▸ **TASK REQUIREMENTS**
In the passage about Jordan Belfort, copy everything from "That’s Jordan Belfort, aka" down to "(50 percent off!).", substituting "sales seminar" for "motivational speech".

▸ **PASSAGE GIVEN**
· · · · · · ·
That’s Jordan Belfort, aka the “Wolf of Wall Street” played by Leonardo DiCaprio in the Martin Scorsese film of the same name. The movie grossed more the $390 million worldwide and was nominated for five Academy Awards. The Wolf of Wall Street motivational speech cost me $89 and was aggressively promoted on discount site Groupon (50 percent off!).
The world is divided between ducks and eagles, per Belfort. “The ‘duck’ ” — he spits the word in his Long Island accent — “has a story, their bullshit story. They quack like a duck. Why can’t they have what they want? Their story stops them from getting what they want. They have what I call an ‘impossibility option.’ “
Now eagles — eagles are different. “Eagles soar above the crowd,” Belfort says, before delivering his truth. “One thing I can promise you: There’s not a single duck in this room. You know why? Ducks don’t come to things like this.”
This is Belfort’s “Straight Line: Sales & Entrepreneurship” technique. It’s basically a bunch of cliches and aphorisms (“results people get shit done”; to win you need to be “sharp as a tack,” “enthusiastic as hell” and “an expert in your field”). On stage he can’t help interrupting himself with his own improbably wild and illegal tales, most of which were depicted in the movie, punctuated with the requisite name-dropping. (“Leo was so convincing, not just because he’s a great actor but because I spent months working with him.”)
· · · · · · ·
▸ **GIVEN ENTRIES**
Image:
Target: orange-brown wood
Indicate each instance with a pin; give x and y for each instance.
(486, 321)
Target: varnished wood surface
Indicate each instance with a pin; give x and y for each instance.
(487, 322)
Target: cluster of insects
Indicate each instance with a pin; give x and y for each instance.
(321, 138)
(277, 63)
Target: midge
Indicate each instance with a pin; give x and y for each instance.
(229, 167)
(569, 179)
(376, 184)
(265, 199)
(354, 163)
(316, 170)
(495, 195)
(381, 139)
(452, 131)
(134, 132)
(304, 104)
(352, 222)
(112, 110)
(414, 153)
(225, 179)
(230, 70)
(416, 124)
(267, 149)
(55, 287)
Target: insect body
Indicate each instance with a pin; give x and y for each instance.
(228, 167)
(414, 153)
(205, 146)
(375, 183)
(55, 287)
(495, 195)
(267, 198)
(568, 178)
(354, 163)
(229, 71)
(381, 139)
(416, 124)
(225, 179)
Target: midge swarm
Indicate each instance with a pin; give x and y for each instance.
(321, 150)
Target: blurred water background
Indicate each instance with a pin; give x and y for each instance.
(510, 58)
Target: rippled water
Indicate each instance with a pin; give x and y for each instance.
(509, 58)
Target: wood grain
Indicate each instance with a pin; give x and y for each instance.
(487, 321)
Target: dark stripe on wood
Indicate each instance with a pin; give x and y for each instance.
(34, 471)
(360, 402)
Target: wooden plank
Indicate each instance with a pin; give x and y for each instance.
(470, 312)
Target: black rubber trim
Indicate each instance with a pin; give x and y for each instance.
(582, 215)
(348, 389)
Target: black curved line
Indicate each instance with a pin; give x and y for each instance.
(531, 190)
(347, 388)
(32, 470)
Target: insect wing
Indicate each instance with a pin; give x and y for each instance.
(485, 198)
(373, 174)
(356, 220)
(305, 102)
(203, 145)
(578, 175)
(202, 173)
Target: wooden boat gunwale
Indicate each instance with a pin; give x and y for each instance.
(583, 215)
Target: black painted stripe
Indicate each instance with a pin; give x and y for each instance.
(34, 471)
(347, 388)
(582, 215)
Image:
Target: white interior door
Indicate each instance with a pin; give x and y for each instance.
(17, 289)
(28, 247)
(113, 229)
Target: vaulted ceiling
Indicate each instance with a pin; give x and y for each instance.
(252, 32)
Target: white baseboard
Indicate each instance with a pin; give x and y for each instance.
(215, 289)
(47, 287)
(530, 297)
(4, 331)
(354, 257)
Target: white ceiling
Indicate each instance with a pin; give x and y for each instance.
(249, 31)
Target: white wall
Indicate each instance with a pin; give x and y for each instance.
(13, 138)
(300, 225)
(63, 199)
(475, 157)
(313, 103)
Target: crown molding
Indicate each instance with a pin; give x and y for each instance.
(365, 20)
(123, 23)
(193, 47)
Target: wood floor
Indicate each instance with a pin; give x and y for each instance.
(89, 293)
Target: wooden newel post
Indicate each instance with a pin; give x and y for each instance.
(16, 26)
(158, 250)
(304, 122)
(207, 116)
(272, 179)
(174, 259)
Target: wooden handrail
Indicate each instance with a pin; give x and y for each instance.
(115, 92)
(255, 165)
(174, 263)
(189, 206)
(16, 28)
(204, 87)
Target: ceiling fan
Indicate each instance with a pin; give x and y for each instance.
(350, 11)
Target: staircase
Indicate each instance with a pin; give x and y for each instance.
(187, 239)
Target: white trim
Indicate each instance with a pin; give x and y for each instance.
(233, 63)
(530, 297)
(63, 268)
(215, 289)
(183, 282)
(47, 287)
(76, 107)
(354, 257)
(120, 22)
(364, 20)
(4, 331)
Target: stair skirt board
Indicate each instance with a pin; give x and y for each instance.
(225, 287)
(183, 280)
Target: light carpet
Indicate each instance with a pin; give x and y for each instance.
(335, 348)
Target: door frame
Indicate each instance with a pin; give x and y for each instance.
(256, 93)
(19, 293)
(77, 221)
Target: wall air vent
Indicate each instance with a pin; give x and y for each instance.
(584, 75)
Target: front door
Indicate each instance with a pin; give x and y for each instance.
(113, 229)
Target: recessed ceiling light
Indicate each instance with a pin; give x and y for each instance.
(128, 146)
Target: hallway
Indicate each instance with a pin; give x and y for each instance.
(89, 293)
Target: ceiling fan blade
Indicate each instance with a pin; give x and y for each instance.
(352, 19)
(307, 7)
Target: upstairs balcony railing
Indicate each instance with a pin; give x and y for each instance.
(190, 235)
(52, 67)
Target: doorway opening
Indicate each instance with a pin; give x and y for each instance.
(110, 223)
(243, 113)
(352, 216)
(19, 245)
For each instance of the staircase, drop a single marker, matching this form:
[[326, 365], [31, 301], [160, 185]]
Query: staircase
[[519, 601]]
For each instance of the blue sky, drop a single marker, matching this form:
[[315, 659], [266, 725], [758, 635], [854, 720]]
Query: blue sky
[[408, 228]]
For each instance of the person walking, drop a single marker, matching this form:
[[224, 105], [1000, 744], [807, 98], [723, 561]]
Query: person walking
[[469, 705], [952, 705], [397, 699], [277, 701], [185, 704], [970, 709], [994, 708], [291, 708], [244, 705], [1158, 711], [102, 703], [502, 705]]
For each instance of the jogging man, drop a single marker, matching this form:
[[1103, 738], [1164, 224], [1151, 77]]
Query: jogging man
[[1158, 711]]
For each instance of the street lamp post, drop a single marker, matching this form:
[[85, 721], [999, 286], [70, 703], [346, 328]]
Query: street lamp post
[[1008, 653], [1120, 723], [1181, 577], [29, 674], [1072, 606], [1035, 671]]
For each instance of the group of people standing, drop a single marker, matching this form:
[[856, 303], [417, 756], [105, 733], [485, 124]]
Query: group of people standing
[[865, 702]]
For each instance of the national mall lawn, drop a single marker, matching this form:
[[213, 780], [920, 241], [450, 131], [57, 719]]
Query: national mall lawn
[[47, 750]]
· · · · · · ·
▸ **RESPONSE FOR THIS EXERCISE**
That’s Jordan Belfort, aka the “Wolf of Wall Street” played by Leonardo DiCaprio in the Martin Scorsese film of the same name. The movie grossed more the $390 million worldwide and was nominated for five Academy Awards. The Wolf of Wall Street sales seminar cost me $89 and was aggressively promoted on discount site Groupon (50 percent off!).